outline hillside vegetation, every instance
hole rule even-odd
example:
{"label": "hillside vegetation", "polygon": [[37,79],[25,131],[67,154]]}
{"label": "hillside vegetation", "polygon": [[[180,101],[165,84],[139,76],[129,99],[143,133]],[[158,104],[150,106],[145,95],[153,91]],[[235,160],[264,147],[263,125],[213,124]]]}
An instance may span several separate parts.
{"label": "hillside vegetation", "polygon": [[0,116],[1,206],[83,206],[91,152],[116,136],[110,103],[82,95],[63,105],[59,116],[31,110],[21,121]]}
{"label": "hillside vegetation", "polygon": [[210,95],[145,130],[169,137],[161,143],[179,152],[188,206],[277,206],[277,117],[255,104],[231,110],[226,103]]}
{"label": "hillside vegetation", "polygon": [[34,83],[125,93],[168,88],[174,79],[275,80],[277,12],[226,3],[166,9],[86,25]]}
##########
■ **Challenge**: Put every line of the items above into a Markdown table with the columns Number and Entry, numbering the rows in order and omitting any blank lines.

■ **Solution to the exercise**:
| Number | Entry |
|---|---|
| 1 | outline hillside vegetation, every instance |
| 2 | hole rule even-odd |
| 3 | example: |
| 4 | {"label": "hillside vegetation", "polygon": [[37,79],[25,131],[67,154]]} |
| 5 | {"label": "hillside vegetation", "polygon": [[[180,101],[165,84],[139,76],[129,99],[143,133]],[[158,104],[150,106],[145,95],[153,91]],[[235,160],[264,147],[263,125],[213,124]]]} |
| 6 | An instance may span several separate parts. |
| 7 | {"label": "hillside vegetation", "polygon": [[0,116],[1,206],[83,206],[91,152],[116,136],[110,103],[82,95],[63,105],[59,116],[31,110],[21,121]]} |
| 8 | {"label": "hillside vegetation", "polygon": [[210,95],[145,130],[169,137],[161,143],[179,152],[188,206],[277,206],[277,117],[255,104],[231,110],[226,103]]} |
| 9 | {"label": "hillside vegetation", "polygon": [[34,83],[125,93],[168,88],[174,79],[275,80],[277,12],[226,3],[166,9],[86,25]]} |